● WHAT THE EXERCISE ASKS
Copy the records word for word. Pictures do not go in.

Saved entries:

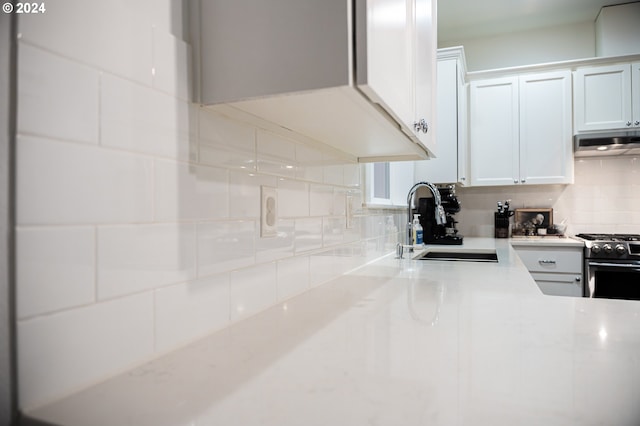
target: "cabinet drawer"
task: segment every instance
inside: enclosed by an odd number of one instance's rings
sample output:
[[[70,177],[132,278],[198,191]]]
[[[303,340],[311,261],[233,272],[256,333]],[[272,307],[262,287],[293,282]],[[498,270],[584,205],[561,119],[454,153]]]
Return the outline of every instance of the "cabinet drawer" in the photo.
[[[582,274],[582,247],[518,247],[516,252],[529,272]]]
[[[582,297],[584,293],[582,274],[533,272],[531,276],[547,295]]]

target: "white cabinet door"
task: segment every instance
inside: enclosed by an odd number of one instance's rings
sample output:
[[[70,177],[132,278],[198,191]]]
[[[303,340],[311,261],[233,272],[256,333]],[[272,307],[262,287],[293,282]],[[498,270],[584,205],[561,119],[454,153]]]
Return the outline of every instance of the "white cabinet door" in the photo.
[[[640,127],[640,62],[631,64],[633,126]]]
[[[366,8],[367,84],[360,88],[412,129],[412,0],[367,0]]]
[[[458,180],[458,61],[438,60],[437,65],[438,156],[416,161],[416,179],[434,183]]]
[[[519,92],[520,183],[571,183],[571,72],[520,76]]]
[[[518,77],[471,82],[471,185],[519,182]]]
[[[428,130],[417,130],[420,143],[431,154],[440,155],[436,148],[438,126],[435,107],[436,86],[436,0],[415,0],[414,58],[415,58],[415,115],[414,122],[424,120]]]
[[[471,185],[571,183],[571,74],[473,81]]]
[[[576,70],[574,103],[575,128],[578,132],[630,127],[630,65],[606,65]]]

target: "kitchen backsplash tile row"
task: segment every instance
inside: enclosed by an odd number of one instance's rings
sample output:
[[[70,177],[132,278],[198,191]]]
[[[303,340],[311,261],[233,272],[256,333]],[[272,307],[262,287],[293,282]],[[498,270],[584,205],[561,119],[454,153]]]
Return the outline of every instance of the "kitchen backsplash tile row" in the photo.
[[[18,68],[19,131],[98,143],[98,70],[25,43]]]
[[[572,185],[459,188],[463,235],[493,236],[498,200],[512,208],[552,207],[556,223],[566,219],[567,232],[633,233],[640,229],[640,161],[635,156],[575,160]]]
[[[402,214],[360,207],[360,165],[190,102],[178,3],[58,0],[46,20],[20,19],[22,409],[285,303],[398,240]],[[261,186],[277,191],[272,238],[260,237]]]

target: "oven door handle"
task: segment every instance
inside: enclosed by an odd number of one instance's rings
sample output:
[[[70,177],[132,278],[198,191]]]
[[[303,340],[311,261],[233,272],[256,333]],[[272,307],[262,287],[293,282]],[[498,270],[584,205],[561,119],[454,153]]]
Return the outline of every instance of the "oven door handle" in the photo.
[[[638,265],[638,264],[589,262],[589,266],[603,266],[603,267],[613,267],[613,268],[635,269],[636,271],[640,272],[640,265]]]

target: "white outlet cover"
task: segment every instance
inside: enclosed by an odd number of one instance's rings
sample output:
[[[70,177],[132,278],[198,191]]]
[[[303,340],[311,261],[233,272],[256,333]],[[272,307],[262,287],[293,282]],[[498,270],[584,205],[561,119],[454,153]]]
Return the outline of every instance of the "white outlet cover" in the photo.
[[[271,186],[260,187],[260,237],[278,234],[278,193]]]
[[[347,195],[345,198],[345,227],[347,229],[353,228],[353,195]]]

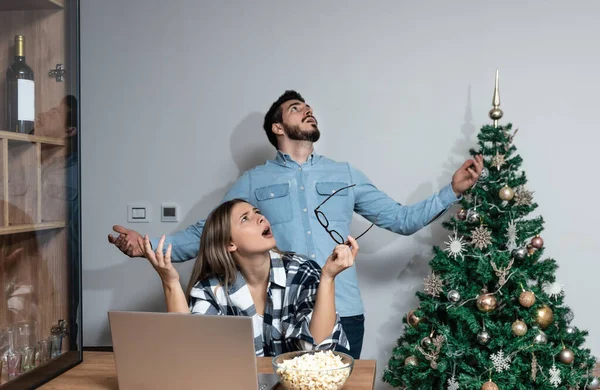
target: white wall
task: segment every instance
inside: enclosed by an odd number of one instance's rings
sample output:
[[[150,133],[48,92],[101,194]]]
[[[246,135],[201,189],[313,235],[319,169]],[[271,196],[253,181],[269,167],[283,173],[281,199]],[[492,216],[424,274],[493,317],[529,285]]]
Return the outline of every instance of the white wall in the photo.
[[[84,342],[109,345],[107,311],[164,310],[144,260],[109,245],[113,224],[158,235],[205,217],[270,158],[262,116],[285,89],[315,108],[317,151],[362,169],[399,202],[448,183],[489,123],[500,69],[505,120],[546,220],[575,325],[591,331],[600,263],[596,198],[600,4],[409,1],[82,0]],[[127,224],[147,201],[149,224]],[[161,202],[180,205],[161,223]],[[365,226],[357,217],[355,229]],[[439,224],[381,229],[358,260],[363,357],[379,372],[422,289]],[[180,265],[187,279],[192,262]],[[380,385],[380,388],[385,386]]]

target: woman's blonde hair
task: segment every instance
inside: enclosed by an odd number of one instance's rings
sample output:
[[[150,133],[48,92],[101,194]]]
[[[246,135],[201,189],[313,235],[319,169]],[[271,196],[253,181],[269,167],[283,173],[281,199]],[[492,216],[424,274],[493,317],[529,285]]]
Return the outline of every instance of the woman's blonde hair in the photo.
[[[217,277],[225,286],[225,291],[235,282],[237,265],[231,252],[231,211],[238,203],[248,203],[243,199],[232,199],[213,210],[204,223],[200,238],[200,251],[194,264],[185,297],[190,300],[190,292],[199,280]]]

● SOLUTION TO THIS EXERCISE
target: "cabinet drawer"
task: segment every instance
inside: enclosed by an odd number of one instance's rings
sample output:
[[[70,177],[132,278],[198,191]]]
[[[303,340],[311,261],[233,272],[256,333]],[[272,307],[262,287],[293,282]],[[498,270],[584,205],[561,119],[454,153]]]
Return the outline of every instance of the "cabinet drawer" in the photo.
[[[582,274],[582,247],[518,247],[516,252],[529,272]]]
[[[582,297],[584,293],[582,274],[533,272],[531,276],[547,295]]]

target: "white cabinet door"
task: segment every instance
inside: enclosed by an odd number of one instance's rings
sample output:
[[[70,177],[132,278],[198,191]]]
[[[303,340],[311,261],[233,272],[256,333]],[[272,307],[262,287],[293,282]],[[498,270],[584,205],[561,119],[454,153]]]
Return the outline of every instance of the "white cabinet door" in the photo.
[[[640,127],[640,62],[631,64],[633,126]]]
[[[366,8],[367,84],[360,88],[412,129],[412,0],[367,0]]]
[[[458,180],[458,61],[438,60],[437,65],[438,156],[416,161],[416,179],[434,183]]]
[[[519,92],[520,183],[571,183],[571,72],[520,76]]]
[[[518,77],[471,82],[471,185],[519,182]]]
[[[428,130],[417,130],[420,143],[431,154],[440,155],[436,148],[438,126],[435,107],[436,86],[436,0],[415,0],[414,58],[415,58],[415,115],[414,122],[424,120]]]
[[[471,185],[571,183],[571,74],[473,81]]]
[[[576,70],[574,103],[575,128],[578,132],[630,127],[630,65],[606,65]]]

target: "kitchen backsplash tile row"
task: segment every instance
inside: enclosed by an odd number of one instance's rings
sample output:
[[[70,177],[132,278],[198,191]]]
[[[303,340],[311,261],[233,272],[256,333]],[[272,307],[262,287],[293,282]],[[498,270],[584,205],[561,119],[454,153]]]
Return the outline of every instance of the "kitchen backsplash tile row" in the photo.
[[[18,68],[19,131],[98,143],[98,70],[25,43]]]
[[[572,185],[459,188],[463,235],[493,236],[498,200],[512,208],[552,207],[556,223],[566,219],[567,232],[633,233],[640,229],[640,161],[635,156],[575,160]]]
[[[402,214],[360,207],[360,165],[190,102],[178,3],[58,0],[46,20],[20,19],[22,409],[285,303],[398,240]],[[261,186],[277,191],[272,238],[260,237]]]

target: "oven door handle"
task: segment every instance
inside: enclosed by an odd number of one instance's rings
sample output:
[[[70,177],[132,278],[198,191]]]
[[[303,340],[311,261],[233,272],[256,333]],[[272,307],[262,287],[293,282]],[[498,270],[584,205],[561,119],[454,153]]]
Return the outline of every instance of the "oven door handle" in the photo.
[[[638,265],[638,264],[589,262],[589,266],[603,266],[603,267],[613,267],[613,268],[635,269],[636,271],[640,272],[640,265]]]

target: "white outlet cover"
task: segment every instance
inside: enclosed by an odd number of one instance's rings
sample output:
[[[70,177],[132,278],[198,191]]]
[[[303,340],[311,261],[233,272],[256,333]],[[272,307],[262,287],[293,282]],[[498,270],[584,205],[561,119],[454,153]]]
Return the outline of every instance of the "white outlet cover" in the photo.
[[[271,186],[260,187],[260,237],[278,234],[278,193]]]
[[[347,195],[345,198],[345,227],[347,229],[353,228],[353,195]]]

target: white wall
task: segment every instance
inside: enclosed by an odd number of one instance's rings
sample output:
[[[150,133],[48,92],[101,194]]]
[[[246,135],[201,189],[313,235],[319,169]],[[271,196],[253,181],[269,167],[283,173],[281,199]],[[492,216],[424,274],[493,317],[529,285]]]
Return the outline of every instance of the white wall in the photo.
[[[84,342],[109,345],[107,311],[164,310],[144,260],[109,245],[113,224],[158,235],[205,217],[270,158],[262,116],[285,89],[315,108],[317,151],[362,169],[399,202],[448,183],[489,123],[500,69],[505,120],[546,220],[575,325],[591,331],[600,263],[596,198],[600,4],[409,1],[82,0]],[[127,224],[147,201],[149,224]],[[161,202],[180,205],[161,223]],[[365,226],[357,217],[355,229]],[[439,224],[381,229],[358,260],[363,357],[379,372],[422,289]],[[180,265],[187,279],[192,262]],[[380,385],[380,388],[385,386]]]

target: woman's blonde hair
task: segment every instance
inside: enclosed by an odd number of one instance's rings
sample output:
[[[150,133],[48,92],[101,194]]]
[[[246,135],[201,189],[313,235],[319,169]],[[271,196],[253,181],[269,167],[283,173],[281,199]],[[492,216],[424,274],[493,317],[529,285]]]
Return the outline of every instance of the woman's blonde hair in the photo.
[[[217,277],[225,286],[225,291],[235,282],[237,265],[231,252],[231,211],[238,203],[248,203],[243,199],[232,199],[213,210],[204,223],[200,238],[200,251],[194,264],[185,297],[190,300],[190,292],[199,280]]]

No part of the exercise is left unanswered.